PH. Ufficio stampa Marta Tenaglia

Marta Tenaglia: “After Verecondia, esigenza libera dal tempo” | Indie Talks

I social network hanno modificato il linguaggio, oggi la comunicazione è facile e sdoganata, forse però si dimentica che le parole non solo hanno un senso, ma anche un peso specifico. Quante volte abbiamo dato, o subito giudizi, senza pensare a tutto quello che sarebbe successo o potuto succedere dopo.

After Verecondia di Marta Tenaglia è un disco che riflette molto sul senso del pudore, specialmente come blocco mentale che vive dentro ogni individuo, magari addirittura limitando creatività e coraggio.

Ecco il dopo e il prima, l’inizio e la fine sono azioni e momenti collegati, talvolta però non seguono un senso logico e si vanno a mischiare in situazioni complesse, rese ancora più confuse da sentimenti e ragioni.

Nella confusione dell’esistenza, Marta Tenaglia si spoglia di pregiudizi, stereotipi e sensi di colpa, trasformando in musica l’istante di un momento, solo all’apparenza cristallizzato dato che tutto è in movimento è chissà, a volte certi dopo in realtà nascono prima nel passato, diventato realtà solamente al giusto momento.

MARTA TENAGLIA X INDIE TALKS

Partiamo dalla fine. Cosa ci sarà dopo After Verecondia?

Spero tanti bei palchi, tanto scrivere e tanta ricerca.

Dopo aver scritto e pubblicato questo album come ti senti?

La creazione artistica per me rimane un mistero, quindi dopo aver scritto qualcosa in primo luogo provo una sensazione simile allo stupore. Di After Verecondia sono particolarmente fiera, non tanto per il risultato, ma per la possibilità che mi sono data di essere fedele a me stessa. Pubblicarlo è stato anche spaventoso, ma la sensazione più forte è la gratitudine per tutte le persone che mi hanno permesso e mi permettono di fare musica in questo modo.

PH. Ufficio stampa Marta Tenaglia

Ogni persona è il peggior giudice di se stessa?

Chissà, non saprei dire con certezza ma sospetto di sì. Alla fine vediamo e comprendiamo la realtà che ci circonda attraverso i nostri filtri mentali, quello che pensiamo di noi stess* lo proiettiamo sulle altre persone.

Le parole possono ferire perché sono fonte di pensieri e sensi di colpa?

Credo che le parole possano ferire come qualunque altra cosa che mi collega a un’altra persona. Che ci sia la volontà di ferire o meno il dolore fa parte dell’esperienza umana, che è essenzialmente relazionale. Nascere, crescere, vivere, cercare di farsi capire, cercare di comunicare: tutto è faticoso, doloroso a volte.

Il cambiamento può far paura perché non si sa cosa può succedere davvero?
==========
▶ **Obiettivo a**:
Individua nei record tutte le righe che contengono la parola "field" e trascrivile.

▶ **Record forniti**:
==========
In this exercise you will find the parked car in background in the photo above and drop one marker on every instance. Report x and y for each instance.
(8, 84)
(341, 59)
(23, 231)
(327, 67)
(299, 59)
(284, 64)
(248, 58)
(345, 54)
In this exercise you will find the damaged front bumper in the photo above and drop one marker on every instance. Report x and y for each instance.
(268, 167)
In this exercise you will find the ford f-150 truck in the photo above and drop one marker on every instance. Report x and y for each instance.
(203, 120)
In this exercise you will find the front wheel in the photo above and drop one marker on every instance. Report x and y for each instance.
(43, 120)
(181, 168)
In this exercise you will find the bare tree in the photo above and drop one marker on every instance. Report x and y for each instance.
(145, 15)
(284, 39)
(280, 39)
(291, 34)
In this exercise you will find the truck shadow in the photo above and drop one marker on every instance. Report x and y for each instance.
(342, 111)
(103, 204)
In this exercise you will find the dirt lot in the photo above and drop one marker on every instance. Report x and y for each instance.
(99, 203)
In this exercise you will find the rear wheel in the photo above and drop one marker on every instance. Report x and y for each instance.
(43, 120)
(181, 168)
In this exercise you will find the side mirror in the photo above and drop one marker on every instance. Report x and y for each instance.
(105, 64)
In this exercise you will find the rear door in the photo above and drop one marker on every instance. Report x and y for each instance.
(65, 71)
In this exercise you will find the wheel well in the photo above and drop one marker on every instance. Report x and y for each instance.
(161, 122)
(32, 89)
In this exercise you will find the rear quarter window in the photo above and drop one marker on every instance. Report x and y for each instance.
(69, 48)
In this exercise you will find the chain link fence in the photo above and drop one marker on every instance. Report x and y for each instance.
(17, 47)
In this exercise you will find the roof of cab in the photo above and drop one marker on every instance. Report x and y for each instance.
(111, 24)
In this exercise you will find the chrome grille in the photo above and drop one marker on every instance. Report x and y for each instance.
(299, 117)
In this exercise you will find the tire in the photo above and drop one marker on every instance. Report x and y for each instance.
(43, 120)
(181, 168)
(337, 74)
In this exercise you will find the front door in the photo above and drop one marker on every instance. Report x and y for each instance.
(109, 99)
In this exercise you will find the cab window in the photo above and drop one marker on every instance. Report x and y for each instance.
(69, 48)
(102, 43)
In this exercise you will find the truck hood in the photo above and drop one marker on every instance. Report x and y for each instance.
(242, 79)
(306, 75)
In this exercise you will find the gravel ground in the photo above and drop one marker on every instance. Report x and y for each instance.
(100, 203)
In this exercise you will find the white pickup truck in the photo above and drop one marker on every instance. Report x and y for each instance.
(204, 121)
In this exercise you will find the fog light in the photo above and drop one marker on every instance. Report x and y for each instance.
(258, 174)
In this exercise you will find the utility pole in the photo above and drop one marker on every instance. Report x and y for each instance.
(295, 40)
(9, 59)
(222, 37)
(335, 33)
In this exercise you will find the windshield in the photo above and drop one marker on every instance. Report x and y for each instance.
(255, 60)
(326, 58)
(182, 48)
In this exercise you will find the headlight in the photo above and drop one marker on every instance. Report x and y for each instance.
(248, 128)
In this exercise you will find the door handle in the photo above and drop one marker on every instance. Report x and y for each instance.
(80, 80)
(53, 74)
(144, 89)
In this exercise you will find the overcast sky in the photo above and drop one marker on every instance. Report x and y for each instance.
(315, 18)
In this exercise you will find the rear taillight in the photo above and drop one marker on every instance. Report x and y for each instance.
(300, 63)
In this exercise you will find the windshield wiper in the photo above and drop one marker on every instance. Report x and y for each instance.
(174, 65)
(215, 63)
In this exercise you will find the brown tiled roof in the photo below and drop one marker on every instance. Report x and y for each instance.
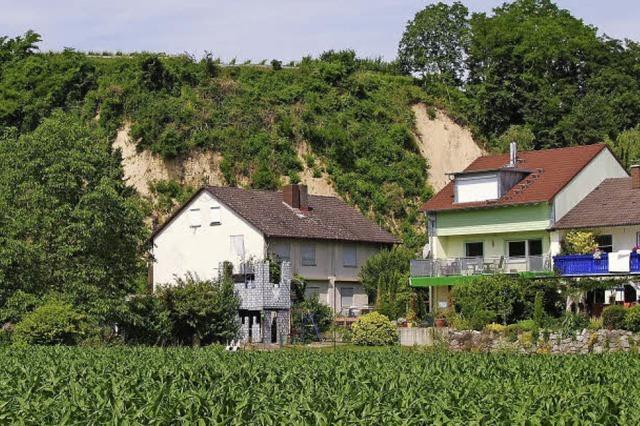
(613, 203)
(328, 218)
(550, 171)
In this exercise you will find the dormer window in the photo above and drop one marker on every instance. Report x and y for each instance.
(477, 187)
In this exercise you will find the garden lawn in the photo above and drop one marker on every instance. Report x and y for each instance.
(81, 385)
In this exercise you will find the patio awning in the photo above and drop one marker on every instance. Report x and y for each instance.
(440, 281)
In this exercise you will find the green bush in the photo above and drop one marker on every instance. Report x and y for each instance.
(373, 329)
(145, 320)
(17, 306)
(632, 319)
(613, 317)
(201, 311)
(53, 323)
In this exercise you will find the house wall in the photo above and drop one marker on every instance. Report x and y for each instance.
(181, 248)
(329, 258)
(494, 221)
(623, 237)
(495, 245)
(602, 167)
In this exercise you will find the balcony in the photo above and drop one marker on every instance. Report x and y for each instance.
(427, 272)
(581, 265)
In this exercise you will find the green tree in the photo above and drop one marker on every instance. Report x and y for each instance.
(627, 146)
(434, 43)
(68, 223)
(385, 276)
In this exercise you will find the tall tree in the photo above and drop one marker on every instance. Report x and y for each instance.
(434, 43)
(68, 223)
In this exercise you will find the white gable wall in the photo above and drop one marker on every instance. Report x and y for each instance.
(181, 247)
(602, 167)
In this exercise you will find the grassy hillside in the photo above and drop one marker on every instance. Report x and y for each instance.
(355, 115)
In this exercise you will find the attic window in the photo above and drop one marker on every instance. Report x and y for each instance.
(195, 218)
(215, 216)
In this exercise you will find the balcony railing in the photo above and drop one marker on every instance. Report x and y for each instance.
(478, 266)
(587, 264)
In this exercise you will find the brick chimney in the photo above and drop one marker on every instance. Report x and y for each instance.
(635, 176)
(296, 196)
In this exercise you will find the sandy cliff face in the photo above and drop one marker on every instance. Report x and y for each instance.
(143, 167)
(447, 146)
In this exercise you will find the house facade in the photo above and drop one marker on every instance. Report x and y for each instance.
(496, 215)
(324, 240)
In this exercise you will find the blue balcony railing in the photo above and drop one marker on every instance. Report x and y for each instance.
(586, 264)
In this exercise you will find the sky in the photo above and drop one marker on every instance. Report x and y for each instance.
(255, 29)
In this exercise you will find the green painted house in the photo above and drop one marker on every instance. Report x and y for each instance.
(496, 216)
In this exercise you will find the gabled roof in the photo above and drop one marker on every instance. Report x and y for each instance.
(328, 218)
(612, 203)
(550, 171)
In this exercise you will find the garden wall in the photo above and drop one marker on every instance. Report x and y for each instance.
(587, 341)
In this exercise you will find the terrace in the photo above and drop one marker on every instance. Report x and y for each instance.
(584, 265)
(434, 272)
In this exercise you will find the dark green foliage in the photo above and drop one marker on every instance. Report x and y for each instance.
(632, 319)
(52, 323)
(613, 317)
(201, 312)
(434, 43)
(17, 306)
(311, 307)
(145, 319)
(68, 223)
(385, 276)
(373, 329)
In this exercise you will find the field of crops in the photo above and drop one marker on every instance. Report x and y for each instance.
(388, 386)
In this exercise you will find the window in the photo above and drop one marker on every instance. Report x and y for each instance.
(474, 249)
(194, 217)
(346, 297)
(517, 249)
(524, 248)
(237, 246)
(282, 251)
(309, 255)
(349, 256)
(605, 243)
(535, 247)
(215, 216)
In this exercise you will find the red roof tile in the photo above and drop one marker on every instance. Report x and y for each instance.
(613, 203)
(551, 170)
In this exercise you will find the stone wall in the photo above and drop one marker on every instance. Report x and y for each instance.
(587, 341)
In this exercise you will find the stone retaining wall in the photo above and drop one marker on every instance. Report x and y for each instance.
(587, 341)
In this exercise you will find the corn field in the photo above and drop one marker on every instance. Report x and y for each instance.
(388, 386)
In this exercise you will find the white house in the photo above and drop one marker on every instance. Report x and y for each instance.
(325, 240)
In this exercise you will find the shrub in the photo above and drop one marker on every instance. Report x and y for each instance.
(632, 319)
(373, 329)
(145, 320)
(613, 317)
(580, 242)
(495, 328)
(201, 311)
(55, 322)
(17, 306)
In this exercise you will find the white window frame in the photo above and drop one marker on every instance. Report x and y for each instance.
(346, 264)
(215, 215)
(306, 261)
(195, 217)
==========
▶ **Obiettivo b**:
Ricopia alla lettera dall'intervista a Marta Tenaglia tutto ciò che va da "Spero tanti bei" fino a "di se stessa?".

▶ **Risposta all'esercizio a**:
In this exercise you will find the field of crops in the photo above and drop one marker on every instance. Report x and y for each instance.
In this exercise you will find the corn field in the photo above and drop one marker on every instance. Report x and y for each instance.

▶ **Risposta all'esercizio b**:
Spero tanti bei palchi, tanto scrivere e tanta ricerca.

Dopo aver scritto e pubblicato questo album come ti senti?

La creazione artistica per me rimane un mistero, quindi dopo aver scritto qualcosa in primo luogo provo una sensazione simile allo stupore. Di After Verecondia sono particolarmente fiera, non tanto per il risultato, ma per la possibilità che mi sono data di essere fedele a me stessa. Pubblicarlo è stato anche spaventoso, ma la sensazione più forte è la gratitudine per tutte le persone che mi hanno permesso e mi permettono di fare musica in questo modo.

PH. Ufficio stampa Marta Tenaglia

Ogni persona è il peggior giudice di se stessa?